*Work instruction*. The lines from the start of the data through the line containing "hair? Indicate one point per instance." are to be reproduced exactly, both ends included.

┌────────

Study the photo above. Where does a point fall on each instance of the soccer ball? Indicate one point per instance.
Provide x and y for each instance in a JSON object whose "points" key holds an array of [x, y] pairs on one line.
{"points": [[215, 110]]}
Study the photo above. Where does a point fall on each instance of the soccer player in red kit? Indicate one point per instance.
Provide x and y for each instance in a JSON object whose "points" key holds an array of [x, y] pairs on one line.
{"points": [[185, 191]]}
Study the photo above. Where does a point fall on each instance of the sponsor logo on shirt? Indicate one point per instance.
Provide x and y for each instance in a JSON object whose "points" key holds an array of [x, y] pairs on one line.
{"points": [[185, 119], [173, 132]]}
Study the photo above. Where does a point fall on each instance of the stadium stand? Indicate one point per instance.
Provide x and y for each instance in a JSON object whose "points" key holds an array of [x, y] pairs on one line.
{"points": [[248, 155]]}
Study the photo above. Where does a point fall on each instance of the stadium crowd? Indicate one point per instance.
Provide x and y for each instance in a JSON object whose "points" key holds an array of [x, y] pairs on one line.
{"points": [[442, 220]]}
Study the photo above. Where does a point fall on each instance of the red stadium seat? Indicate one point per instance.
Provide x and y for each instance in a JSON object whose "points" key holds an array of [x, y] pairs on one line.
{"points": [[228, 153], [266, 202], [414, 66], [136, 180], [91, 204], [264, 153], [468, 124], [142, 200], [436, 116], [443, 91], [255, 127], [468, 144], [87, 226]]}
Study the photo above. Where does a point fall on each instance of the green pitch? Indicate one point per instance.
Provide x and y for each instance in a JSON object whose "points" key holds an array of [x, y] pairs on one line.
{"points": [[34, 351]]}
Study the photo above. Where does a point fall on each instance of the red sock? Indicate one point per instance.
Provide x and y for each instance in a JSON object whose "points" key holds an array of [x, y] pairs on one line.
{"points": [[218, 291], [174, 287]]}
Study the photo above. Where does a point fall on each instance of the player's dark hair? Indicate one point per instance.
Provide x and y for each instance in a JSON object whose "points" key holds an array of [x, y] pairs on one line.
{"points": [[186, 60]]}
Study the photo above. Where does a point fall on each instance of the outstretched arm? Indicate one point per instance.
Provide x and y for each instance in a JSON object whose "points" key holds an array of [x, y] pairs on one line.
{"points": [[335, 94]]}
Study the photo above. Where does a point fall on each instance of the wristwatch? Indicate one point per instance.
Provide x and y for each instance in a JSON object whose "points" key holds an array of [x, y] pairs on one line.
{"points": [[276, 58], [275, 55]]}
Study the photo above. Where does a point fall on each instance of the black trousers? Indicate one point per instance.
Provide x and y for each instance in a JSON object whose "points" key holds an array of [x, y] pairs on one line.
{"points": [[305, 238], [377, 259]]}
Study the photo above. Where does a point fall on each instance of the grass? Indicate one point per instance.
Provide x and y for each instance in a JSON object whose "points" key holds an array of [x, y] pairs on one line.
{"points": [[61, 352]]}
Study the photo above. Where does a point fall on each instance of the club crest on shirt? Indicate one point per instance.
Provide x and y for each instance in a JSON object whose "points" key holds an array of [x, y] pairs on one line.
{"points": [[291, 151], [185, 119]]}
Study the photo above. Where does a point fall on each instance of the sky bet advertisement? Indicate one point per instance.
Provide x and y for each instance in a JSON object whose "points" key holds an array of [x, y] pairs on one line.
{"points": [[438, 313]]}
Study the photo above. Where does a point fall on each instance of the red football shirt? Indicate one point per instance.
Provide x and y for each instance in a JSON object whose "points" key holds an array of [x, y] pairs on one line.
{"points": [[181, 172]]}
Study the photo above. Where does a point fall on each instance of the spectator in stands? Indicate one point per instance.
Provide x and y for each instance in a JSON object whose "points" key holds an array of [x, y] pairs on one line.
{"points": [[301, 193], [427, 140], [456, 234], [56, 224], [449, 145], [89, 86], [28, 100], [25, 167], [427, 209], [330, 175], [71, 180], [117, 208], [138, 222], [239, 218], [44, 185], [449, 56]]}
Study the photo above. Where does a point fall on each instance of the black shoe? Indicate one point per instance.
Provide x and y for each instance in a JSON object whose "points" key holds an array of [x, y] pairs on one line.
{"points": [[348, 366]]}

└────────

*Exercise response*.
Study the photo above. Where does a point fall on each instance of the soccer ball? Indicate one point per instance.
Provide x and y for each instance in a JSON object whose "points" key holds an array of [x, y] pairs on one line.
{"points": [[215, 110]]}
Study the photo above. Where does a point fall on each instance of the soccer player in red kit? Indicate one point per instance.
Provide x and y for each instance in a JSON object whose "points" key holds an array of [x, y] pairs on one line.
{"points": [[185, 191]]}
Study the photo above. Where does a point fall on each instance of the sponsor logo on shirt? Indicate one point per instance.
Provide x and y for each instance in a JSON object whose "points" key holds an array of [x, y] pairs on one line.
{"points": [[185, 119], [173, 132]]}
Study the photo above. Where does a point fall on each instance of the stadium stand? Indicate one point per instance.
Provide x and y for each instance in a JSON object whose "points" key holds an array of [x, y] pairs on one line.
{"points": [[248, 155]]}
Study the photo above. Where does a point fall on each instance of the stadium crowd? Indicate one point per instance.
Provide x and y for each instance in a JSON object whose "points" key holds an array of [x, y] pairs on one line.
{"points": [[442, 220]]}
Study the photo above. Where does a point fall on each instance of the red stadium seat? Indicate one point per instance.
Provide x and y for each instance in a JSON object whose "points" key holds an array of [x, y] pairs on one line.
{"points": [[228, 153], [266, 202], [414, 66], [136, 180], [91, 204], [264, 153], [468, 124], [142, 200], [436, 116], [443, 91], [255, 127], [468, 144], [87, 226]]}
Study the photo above. Where does a point fall on each instance of the green pitch? Indicate one point per instance.
Provide x and y for each instance in a JSON object whose "points" key holds an array of [x, y] pairs on one line.
{"points": [[34, 351]]}
Study the photo above. Where does a point fall on each instance of the red sock? Indicate one point per instance.
Provide x and y for each instance in a JSON object whose "points" key holds an array of [x, y] pairs on one line.
{"points": [[218, 291], [174, 287]]}
Study the photo above. Where does a point fall on each instance of the player's dark hair? Indicate one point per instance.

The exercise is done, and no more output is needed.